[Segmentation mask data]
===

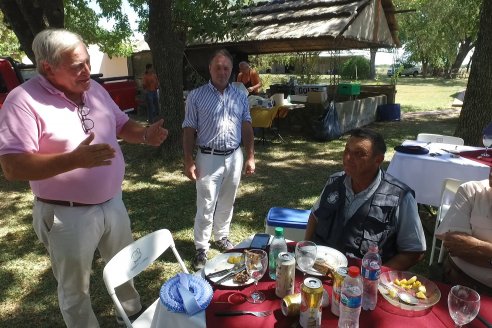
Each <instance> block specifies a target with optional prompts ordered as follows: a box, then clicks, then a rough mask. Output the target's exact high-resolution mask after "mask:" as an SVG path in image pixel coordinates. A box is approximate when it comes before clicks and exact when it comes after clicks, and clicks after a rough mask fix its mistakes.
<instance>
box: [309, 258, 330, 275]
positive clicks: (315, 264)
mask: <svg viewBox="0 0 492 328" xmlns="http://www.w3.org/2000/svg"><path fill="white" fill-rule="evenodd" d="M313 269H315V270H316V271H318V272H319V273H321V274H323V275H325V276H326V275H329V274H330V273H332V272H333V268H332V267H331V266H330V265H329V264H328V262H327V261H325V260H324V259H321V258H317V259H316V261H314V264H313Z"/></svg>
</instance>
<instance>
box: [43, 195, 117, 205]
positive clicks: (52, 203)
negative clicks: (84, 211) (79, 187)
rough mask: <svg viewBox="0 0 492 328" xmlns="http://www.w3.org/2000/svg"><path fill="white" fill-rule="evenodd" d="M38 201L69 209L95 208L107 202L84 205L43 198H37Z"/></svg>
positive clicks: (73, 202)
mask: <svg viewBox="0 0 492 328" xmlns="http://www.w3.org/2000/svg"><path fill="white" fill-rule="evenodd" d="M36 199H37V200H39V201H40V202H43V203H46V204H53V205H60V206H68V207H79V206H94V205H100V204H104V203H106V202H107V201H105V202H102V203H98V204H83V203H77V202H70V201H67V200H54V199H44V198H41V197H38V196H36ZM108 200H109V199H108Z"/></svg>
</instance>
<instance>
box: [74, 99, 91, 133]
mask: <svg viewBox="0 0 492 328" xmlns="http://www.w3.org/2000/svg"><path fill="white" fill-rule="evenodd" d="M89 111H90V109H89V108H87V107H85V106H84V105H81V106H78V107H77V113H78V114H79V119H80V123H82V130H84V132H85V133H86V134H88V133H89V132H90V131H91V130H92V129H93V128H94V121H93V120H91V119H90V118H88V117H87V116H88V115H89Z"/></svg>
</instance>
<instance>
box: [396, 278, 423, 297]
mask: <svg viewBox="0 0 492 328" xmlns="http://www.w3.org/2000/svg"><path fill="white" fill-rule="evenodd" d="M393 284H394V285H396V286H399V287H401V288H403V289H405V290H407V291H410V290H413V291H415V297H417V298H420V299H426V298H427V295H426V293H427V288H425V286H424V285H423V284H422V282H421V281H419V280H417V276H413V277H412V278H410V279H408V280H407V279H401V280H399V279H398V278H395V279H394V280H393Z"/></svg>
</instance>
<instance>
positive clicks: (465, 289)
mask: <svg viewBox="0 0 492 328" xmlns="http://www.w3.org/2000/svg"><path fill="white" fill-rule="evenodd" d="M448 308H449V314H450V315H451V318H452V319H453V321H454V324H455V325H456V327H461V326H463V325H466V324H467V323H469V322H470V321H472V320H473V319H475V317H476V316H477V314H478V311H479V310H480V295H478V293H477V292H476V291H474V290H473V289H471V288H468V287H465V286H460V285H456V286H454V287H453V288H451V290H450V291H449V294H448Z"/></svg>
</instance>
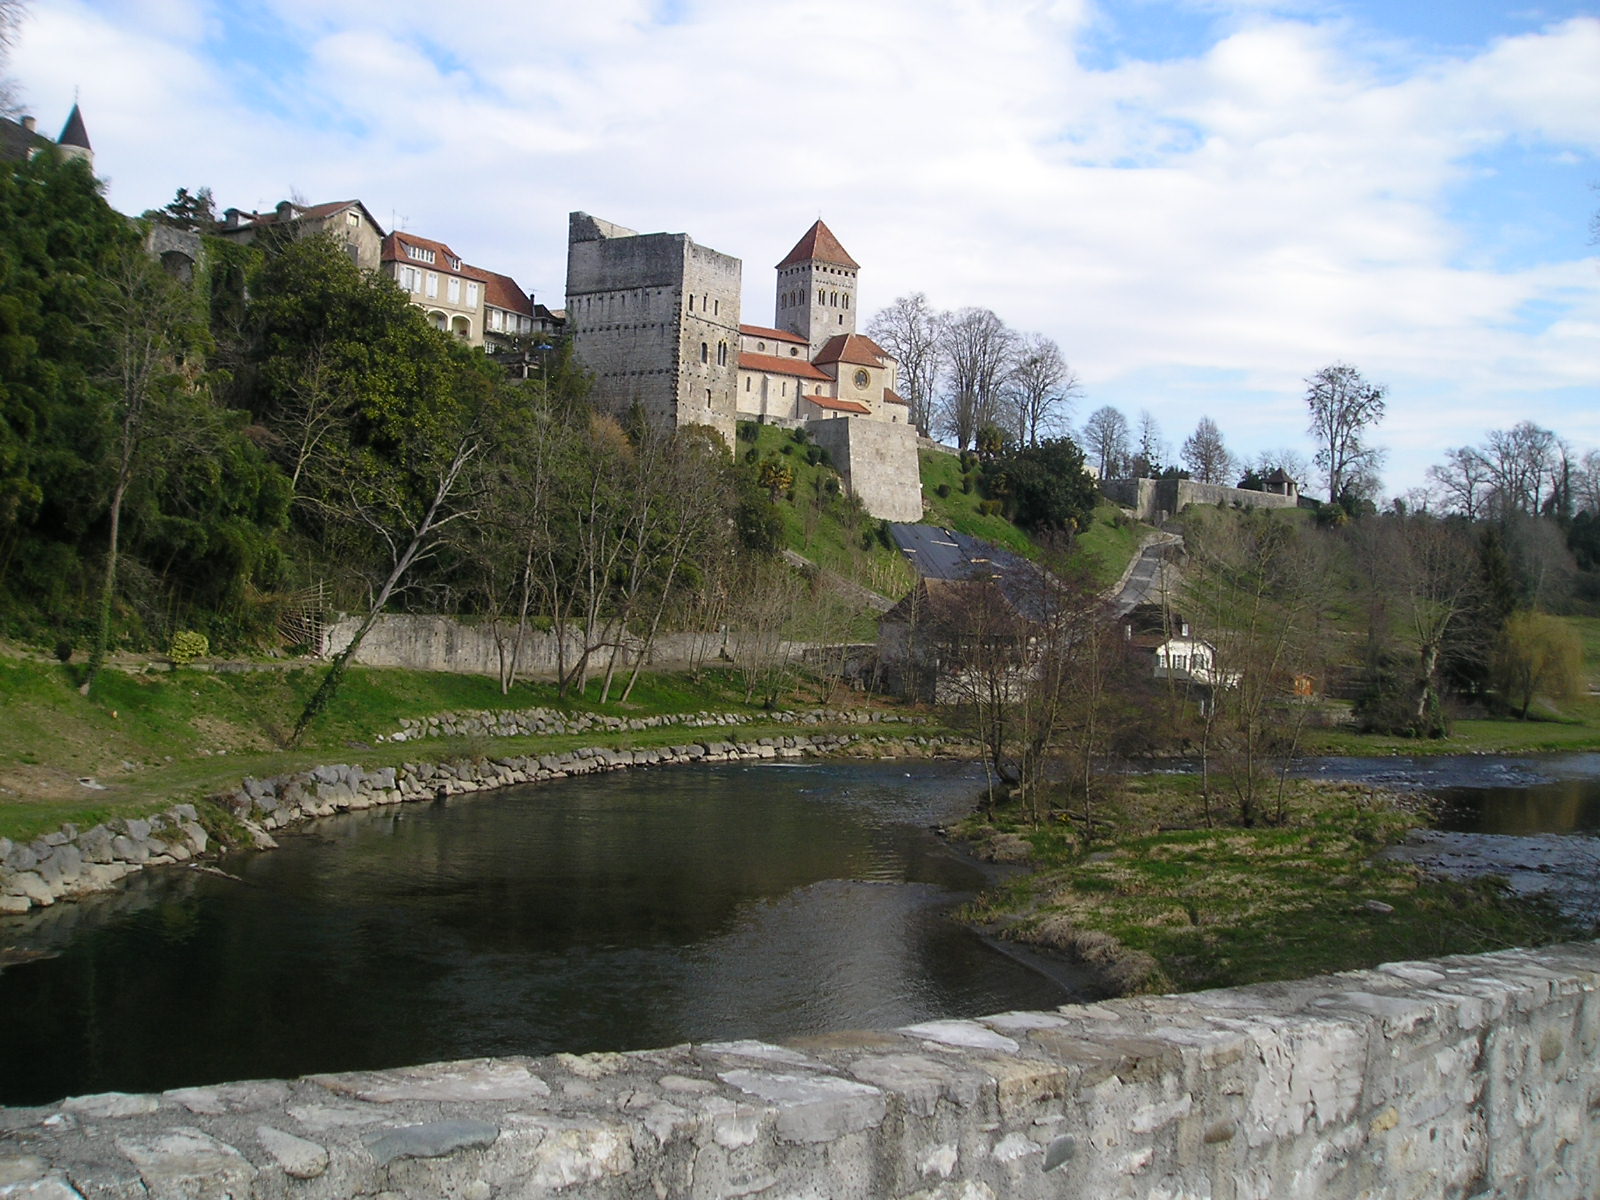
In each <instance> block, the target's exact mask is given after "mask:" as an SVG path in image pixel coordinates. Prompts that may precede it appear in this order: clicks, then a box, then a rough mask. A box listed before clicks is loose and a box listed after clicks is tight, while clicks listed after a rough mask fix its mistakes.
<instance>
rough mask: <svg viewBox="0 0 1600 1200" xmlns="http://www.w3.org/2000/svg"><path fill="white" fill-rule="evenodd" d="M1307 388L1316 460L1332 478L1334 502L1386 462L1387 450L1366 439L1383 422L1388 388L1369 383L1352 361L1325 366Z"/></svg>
mask: <svg viewBox="0 0 1600 1200" xmlns="http://www.w3.org/2000/svg"><path fill="white" fill-rule="evenodd" d="M1306 384H1307V390H1306V406H1307V408H1309V410H1310V435H1312V437H1314V438H1317V458H1315V462H1317V466H1318V467H1322V470H1323V472H1325V474H1326V477H1328V502H1330V504H1333V502H1338V501H1339V496H1342V494H1344V491H1346V488H1347V483H1349V482H1350V480H1352V478H1355V477H1360V475H1374V477H1376V474H1378V467H1379V466H1381V464H1382V451H1381V450H1378V448H1374V446H1368V445H1366V440H1365V438H1366V430H1368V429H1370V427H1371V426H1376V424H1378V422H1379V421H1382V419H1384V397H1386V395H1387V394H1389V389H1387V387H1384V386H1382V384H1370V382H1366V379H1363V378H1362V373H1360V371H1357V370H1355V368H1354V366H1350V365H1349V363H1333V365H1331V366H1323V368H1322V370H1320V371H1317V374H1314V376H1310V378H1309V379H1307V381H1306Z"/></svg>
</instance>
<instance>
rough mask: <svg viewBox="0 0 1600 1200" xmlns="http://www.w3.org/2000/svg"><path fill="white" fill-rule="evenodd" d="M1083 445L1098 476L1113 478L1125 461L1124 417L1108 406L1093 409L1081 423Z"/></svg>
mask: <svg viewBox="0 0 1600 1200" xmlns="http://www.w3.org/2000/svg"><path fill="white" fill-rule="evenodd" d="M1083 448H1085V453H1086V454H1088V459H1090V461H1091V462H1093V464H1094V466H1096V467H1098V469H1099V477H1101V478H1112V477H1115V475H1117V474H1118V472H1120V470H1122V467H1123V464H1125V462H1126V461H1128V418H1125V416H1123V414H1122V413H1120V411H1117V410H1115V408H1112V406H1110V405H1102V406H1101V408H1096V410H1094V411H1093V413H1090V419H1088V421H1085V422H1083Z"/></svg>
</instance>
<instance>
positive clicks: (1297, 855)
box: [973, 778, 1592, 990]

===

● Directions
Restate each entry word for word, please, but drop any images it holds.

● Task solution
Each <instance> block specifies a target with optional prompts ordered as follows: a box, then clicks, then a rough mask. Output the target's exact high-resolution mask after "mask:" as an SVG path in image pixel coordinates. A box is approximate when it comes before clicks and exact when it comes after clicks, and clicks after a rough mask fix its mistakes.
<instance>
box: [309, 258, 330, 275]
positive clicks: (315, 264)
mask: <svg viewBox="0 0 492 328" xmlns="http://www.w3.org/2000/svg"><path fill="white" fill-rule="evenodd" d="M313 269H315V270H316V271H318V272H319V273H321V274H323V275H325V276H326V275H329V274H330V273H332V272H333V268H332V267H331V266H330V265H329V264H328V262H327V261H325V260H324V259H321V258H317V259H316V261H314V264H313Z"/></svg>
</instance>
<instance>
box: [43, 195, 117, 205]
positive clicks: (52, 203)
negative clicks: (84, 211) (79, 187)
rough mask: <svg viewBox="0 0 492 328" xmlns="http://www.w3.org/2000/svg"><path fill="white" fill-rule="evenodd" d="M38 201L69 209L95 208L107 202L84 205L43 198H37Z"/></svg>
positive clicks: (73, 202)
mask: <svg viewBox="0 0 492 328" xmlns="http://www.w3.org/2000/svg"><path fill="white" fill-rule="evenodd" d="M36 199H37V200H39V201H40V202H43V203H46V204H53V205H60V206H68V207H79V206H94V205H100V204H104V203H106V202H107V201H105V202H102V203H98V204H83V203H77V202H70V201H67V200H54V199H44V198H41V197H38V196H36ZM108 200H109V199H108Z"/></svg>
</instance>
<instance>
box: [74, 99, 91, 133]
mask: <svg viewBox="0 0 492 328" xmlns="http://www.w3.org/2000/svg"><path fill="white" fill-rule="evenodd" d="M89 111H90V109H89V108H87V107H85V106H84V105H81V106H78V107H77V113H78V114H79V119H80V123H82V130H84V132H85V133H86V134H88V133H89V132H90V131H91V130H92V129H93V128H94V121H93V120H91V119H90V118H88V117H87V116H88V115H89Z"/></svg>
</instance>
<instance>
box: [396, 278, 423, 297]
mask: <svg viewBox="0 0 492 328" xmlns="http://www.w3.org/2000/svg"><path fill="white" fill-rule="evenodd" d="M393 284H394V285H396V286H399V287H401V288H403V289H405V290H407V291H410V290H413V291H415V297H417V298H420V299H426V298H427V295H426V293H427V288H425V286H424V285H423V284H422V282H421V281H419V280H417V276H413V277H412V278H410V279H408V280H407V279H401V280H399V279H398V278H395V279H394V280H393Z"/></svg>
</instance>
<instance>
positive clicks: (465, 289)
mask: <svg viewBox="0 0 492 328" xmlns="http://www.w3.org/2000/svg"><path fill="white" fill-rule="evenodd" d="M448 308H449V314H450V315H451V318H452V319H453V321H454V324H455V325H456V327H461V326H463V325H466V324H467V323H469V322H470V321H472V320H473V319H475V317H476V316H477V314H478V311H479V310H480V295H478V293H477V292H476V291H474V290H473V289H471V288H468V287H465V286H460V285H456V286H454V287H453V288H451V290H450V291H449V294H448Z"/></svg>
</instance>
In each <instance> block, the target's exact mask is given after "mask:" as an SVG path in image pixel coordinates. Prompts that may precede it appear in this order: clicks, then a box, then a rough mask. A box listed before clicks is loose and a box listed after clicks is tight, while clicks listed after a rough mask fix its mistakes.
<instance>
rough mask: <svg viewBox="0 0 1600 1200" xmlns="http://www.w3.org/2000/svg"><path fill="white" fill-rule="evenodd" d="M1307 388L1316 460L1332 478L1334 502L1386 462L1387 450L1366 439L1383 422L1388 388L1369 383L1352 361L1325 366Z"/></svg>
mask: <svg viewBox="0 0 1600 1200" xmlns="http://www.w3.org/2000/svg"><path fill="white" fill-rule="evenodd" d="M1306 384H1307V390H1306V406H1307V408H1309V410H1310V435H1312V437H1314V438H1317V458H1315V462H1317V466H1318V467H1322V470H1323V472H1325V474H1326V477H1328V502H1330V504H1333V502H1338V501H1339V496H1342V494H1344V491H1346V488H1347V483H1349V482H1350V480H1352V478H1355V477H1360V475H1374V477H1376V474H1378V467H1379V466H1381V464H1382V451H1381V450H1378V448H1374V446H1368V445H1366V440H1365V438H1366V430H1368V429H1370V427H1371V426H1376V424H1378V422H1379V421H1382V419H1384V397H1386V395H1387V394H1389V389H1387V387H1384V386H1382V384H1370V382H1366V379H1363V378H1362V373H1360V371H1357V370H1355V368H1354V366H1350V365H1349V363H1333V365H1331V366H1323V368H1322V370H1320V371H1317V374H1314V376H1310V378H1309V379H1307V381H1306Z"/></svg>
</instance>
<instance>
rough mask: <svg viewBox="0 0 1600 1200" xmlns="http://www.w3.org/2000/svg"><path fill="white" fill-rule="evenodd" d="M1083 445L1098 476L1113 478L1125 461L1124 417L1108 406L1093 409L1081 423Z"/></svg>
mask: <svg viewBox="0 0 1600 1200" xmlns="http://www.w3.org/2000/svg"><path fill="white" fill-rule="evenodd" d="M1083 448H1085V453H1086V454H1088V459H1090V461H1091V462H1093V464H1094V466H1096V467H1098V469H1099V477H1101V478H1112V477H1115V475H1117V474H1118V472H1120V470H1122V467H1123V464H1125V462H1126V461H1128V418H1125V416H1123V414H1122V413H1120V411H1117V410H1115V408H1112V406H1110V405H1102V406H1101V408H1096V410H1094V411H1093V413H1090V419H1088V421H1085V422H1083Z"/></svg>
</instance>
<instance>
positive clicks: (1297, 855)
box: [973, 778, 1592, 990]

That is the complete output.